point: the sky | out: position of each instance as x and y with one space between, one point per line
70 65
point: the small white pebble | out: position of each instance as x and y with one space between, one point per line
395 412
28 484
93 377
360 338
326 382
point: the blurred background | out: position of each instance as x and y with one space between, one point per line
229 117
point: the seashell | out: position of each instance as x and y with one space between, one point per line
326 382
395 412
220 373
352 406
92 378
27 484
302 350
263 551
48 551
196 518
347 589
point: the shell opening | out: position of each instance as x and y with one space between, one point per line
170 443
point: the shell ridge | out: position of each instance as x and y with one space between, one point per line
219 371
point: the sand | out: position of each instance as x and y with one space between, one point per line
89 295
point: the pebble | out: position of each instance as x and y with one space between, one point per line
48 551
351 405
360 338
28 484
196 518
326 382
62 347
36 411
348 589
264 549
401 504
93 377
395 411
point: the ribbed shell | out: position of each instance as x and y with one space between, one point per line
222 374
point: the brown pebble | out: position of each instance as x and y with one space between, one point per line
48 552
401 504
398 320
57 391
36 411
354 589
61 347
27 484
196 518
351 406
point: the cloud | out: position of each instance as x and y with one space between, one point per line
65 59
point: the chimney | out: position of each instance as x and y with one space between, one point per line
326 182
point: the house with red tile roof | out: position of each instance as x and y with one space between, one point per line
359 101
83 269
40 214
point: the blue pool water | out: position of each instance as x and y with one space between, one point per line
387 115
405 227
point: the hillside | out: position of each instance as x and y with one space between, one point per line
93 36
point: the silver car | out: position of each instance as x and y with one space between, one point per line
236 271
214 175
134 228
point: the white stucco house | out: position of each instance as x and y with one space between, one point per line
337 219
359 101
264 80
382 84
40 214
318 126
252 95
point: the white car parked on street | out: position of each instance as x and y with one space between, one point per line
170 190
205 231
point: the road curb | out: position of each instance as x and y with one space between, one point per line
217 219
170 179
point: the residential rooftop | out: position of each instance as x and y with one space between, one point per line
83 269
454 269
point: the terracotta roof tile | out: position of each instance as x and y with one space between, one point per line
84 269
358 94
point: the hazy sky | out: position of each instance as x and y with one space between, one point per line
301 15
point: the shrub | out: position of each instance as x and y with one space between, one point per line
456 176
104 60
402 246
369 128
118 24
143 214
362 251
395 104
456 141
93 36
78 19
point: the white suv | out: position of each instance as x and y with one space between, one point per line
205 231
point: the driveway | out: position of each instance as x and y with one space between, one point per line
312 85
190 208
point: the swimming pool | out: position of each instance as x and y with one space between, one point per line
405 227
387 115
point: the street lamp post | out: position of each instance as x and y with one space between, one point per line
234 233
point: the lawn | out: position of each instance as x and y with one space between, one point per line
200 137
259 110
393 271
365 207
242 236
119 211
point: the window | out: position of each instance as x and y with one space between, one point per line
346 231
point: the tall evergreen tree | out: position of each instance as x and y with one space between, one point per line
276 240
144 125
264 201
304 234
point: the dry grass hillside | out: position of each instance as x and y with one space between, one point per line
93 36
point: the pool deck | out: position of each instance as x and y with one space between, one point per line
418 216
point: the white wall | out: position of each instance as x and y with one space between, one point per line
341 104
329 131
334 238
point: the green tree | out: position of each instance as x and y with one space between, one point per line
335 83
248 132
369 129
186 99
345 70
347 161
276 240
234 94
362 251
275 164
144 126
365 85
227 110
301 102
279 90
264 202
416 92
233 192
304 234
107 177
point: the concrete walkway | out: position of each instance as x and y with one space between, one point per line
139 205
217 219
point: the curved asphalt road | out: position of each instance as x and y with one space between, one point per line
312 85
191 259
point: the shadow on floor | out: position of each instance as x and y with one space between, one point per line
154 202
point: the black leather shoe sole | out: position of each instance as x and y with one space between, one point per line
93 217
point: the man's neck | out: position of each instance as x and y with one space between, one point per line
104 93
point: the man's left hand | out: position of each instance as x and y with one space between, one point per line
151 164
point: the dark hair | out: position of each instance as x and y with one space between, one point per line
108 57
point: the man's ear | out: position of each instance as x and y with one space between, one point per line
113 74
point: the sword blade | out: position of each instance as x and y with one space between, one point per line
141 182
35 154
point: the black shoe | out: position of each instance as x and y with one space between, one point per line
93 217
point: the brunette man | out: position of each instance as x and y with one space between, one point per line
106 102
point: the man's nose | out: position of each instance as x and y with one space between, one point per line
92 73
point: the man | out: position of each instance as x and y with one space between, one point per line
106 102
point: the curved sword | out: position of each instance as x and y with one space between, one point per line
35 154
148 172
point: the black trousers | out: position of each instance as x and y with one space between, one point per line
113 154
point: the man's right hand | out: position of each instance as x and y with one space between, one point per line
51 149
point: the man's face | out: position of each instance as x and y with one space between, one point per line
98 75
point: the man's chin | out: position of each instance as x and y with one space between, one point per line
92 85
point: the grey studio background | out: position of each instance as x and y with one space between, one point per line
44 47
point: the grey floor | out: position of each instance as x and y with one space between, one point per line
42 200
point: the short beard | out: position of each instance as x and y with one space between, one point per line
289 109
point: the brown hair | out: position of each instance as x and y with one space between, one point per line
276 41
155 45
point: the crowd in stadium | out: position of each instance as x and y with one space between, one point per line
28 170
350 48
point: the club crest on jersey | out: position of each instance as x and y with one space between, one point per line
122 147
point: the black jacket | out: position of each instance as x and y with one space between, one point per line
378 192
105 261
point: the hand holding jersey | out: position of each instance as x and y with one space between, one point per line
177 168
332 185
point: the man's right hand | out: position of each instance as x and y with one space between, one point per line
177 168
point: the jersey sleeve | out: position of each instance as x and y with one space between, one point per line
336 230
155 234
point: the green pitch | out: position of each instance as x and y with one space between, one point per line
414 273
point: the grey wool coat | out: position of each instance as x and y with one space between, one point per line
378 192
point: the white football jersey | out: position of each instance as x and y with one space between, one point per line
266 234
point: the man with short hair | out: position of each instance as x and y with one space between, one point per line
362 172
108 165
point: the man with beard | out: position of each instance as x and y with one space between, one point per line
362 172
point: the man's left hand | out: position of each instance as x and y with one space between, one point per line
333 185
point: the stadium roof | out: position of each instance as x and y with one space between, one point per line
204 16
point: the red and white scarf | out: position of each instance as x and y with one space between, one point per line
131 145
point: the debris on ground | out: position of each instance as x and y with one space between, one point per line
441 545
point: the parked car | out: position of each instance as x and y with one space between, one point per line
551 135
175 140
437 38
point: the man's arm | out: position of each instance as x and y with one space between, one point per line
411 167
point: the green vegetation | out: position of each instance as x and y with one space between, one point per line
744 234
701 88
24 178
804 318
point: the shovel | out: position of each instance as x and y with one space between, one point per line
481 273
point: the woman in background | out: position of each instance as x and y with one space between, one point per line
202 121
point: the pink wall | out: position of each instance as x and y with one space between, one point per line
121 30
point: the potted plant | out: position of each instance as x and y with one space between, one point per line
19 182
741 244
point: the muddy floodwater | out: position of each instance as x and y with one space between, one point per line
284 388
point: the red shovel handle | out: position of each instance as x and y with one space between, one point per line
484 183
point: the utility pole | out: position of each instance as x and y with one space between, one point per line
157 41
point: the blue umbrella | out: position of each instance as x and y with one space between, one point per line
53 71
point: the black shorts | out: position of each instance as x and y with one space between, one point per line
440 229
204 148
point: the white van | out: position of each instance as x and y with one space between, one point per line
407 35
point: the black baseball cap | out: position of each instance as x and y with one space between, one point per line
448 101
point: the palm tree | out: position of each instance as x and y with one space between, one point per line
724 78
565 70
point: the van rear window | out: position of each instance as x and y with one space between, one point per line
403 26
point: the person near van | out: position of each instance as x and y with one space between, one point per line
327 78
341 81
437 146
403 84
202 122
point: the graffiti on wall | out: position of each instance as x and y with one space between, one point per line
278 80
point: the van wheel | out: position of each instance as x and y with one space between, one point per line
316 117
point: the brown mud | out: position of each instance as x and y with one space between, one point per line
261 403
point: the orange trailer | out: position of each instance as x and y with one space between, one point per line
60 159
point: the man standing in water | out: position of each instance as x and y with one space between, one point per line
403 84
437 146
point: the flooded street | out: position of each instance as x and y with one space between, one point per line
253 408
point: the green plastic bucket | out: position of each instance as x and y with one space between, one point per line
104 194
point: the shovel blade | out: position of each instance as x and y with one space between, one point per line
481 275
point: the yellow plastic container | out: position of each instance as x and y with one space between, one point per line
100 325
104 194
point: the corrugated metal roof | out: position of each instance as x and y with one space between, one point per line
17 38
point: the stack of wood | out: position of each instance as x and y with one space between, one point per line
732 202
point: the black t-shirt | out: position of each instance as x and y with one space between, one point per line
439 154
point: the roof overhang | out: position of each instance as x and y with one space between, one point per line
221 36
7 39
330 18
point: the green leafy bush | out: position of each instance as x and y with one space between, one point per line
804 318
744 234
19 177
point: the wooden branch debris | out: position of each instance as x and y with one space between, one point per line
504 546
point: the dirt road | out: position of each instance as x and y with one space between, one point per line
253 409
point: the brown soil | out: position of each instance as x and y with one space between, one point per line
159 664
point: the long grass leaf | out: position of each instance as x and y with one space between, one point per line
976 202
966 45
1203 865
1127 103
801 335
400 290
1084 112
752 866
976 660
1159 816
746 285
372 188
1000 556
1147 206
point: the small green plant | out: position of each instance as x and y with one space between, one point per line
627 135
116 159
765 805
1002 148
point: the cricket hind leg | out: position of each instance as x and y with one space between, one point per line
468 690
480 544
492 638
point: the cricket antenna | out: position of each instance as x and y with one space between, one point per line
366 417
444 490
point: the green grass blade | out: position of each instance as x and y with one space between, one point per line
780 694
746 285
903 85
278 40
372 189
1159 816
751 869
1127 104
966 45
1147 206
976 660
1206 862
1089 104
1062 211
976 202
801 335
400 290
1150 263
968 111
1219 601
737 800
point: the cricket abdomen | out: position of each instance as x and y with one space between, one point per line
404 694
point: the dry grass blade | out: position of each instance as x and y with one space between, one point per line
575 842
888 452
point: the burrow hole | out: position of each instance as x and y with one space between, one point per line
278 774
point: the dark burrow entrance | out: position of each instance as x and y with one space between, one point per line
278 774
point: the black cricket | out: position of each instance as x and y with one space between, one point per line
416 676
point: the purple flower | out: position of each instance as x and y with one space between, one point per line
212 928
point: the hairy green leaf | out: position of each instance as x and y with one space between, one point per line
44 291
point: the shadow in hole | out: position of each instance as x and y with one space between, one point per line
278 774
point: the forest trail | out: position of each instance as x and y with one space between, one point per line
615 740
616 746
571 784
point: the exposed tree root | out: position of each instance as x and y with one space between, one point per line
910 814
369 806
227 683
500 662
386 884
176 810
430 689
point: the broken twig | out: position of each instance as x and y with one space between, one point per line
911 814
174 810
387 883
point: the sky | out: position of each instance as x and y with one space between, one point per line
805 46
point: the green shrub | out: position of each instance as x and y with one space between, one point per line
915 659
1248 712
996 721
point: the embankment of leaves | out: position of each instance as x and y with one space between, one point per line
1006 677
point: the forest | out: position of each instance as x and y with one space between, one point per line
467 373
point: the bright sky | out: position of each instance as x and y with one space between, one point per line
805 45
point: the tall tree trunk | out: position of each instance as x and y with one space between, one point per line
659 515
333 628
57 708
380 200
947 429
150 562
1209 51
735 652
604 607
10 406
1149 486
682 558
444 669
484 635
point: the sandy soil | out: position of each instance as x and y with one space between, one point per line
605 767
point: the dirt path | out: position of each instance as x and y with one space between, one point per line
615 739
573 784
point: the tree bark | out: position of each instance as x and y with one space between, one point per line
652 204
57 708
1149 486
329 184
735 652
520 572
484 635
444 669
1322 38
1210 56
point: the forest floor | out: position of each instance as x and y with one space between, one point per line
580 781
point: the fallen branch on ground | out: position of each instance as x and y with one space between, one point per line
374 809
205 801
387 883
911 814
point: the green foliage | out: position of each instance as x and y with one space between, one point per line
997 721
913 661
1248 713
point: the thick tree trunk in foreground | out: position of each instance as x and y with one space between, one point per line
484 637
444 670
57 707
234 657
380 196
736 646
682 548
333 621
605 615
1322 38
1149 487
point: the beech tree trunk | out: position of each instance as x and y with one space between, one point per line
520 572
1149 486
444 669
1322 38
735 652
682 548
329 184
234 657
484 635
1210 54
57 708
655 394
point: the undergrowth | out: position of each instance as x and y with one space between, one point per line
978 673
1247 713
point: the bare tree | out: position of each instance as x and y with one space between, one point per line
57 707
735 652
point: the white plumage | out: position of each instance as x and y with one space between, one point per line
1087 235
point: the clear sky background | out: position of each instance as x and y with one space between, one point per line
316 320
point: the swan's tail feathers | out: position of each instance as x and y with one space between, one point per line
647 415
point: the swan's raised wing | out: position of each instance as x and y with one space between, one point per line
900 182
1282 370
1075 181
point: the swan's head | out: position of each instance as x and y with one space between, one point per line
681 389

==================================================

> Exercise goal: Everything from the line with "point: the clear" to the end of the listing above needs to be duplicated exactly, both end lines included, with nothing more.

> Expected output:
point: the clear sky background | out: position of each instance as x and y with one space between, one point per line
316 320
point: the swan's tail feathers | out: position of each instance as x and y with one space between, one point per line
647 415
point: the swan's raised wing | out: position of each instance as x and y with one space between, one point per line
900 182
1282 370
1075 181
point: the swan's head | out: position of each instance as x and y with one space between, one point per line
681 389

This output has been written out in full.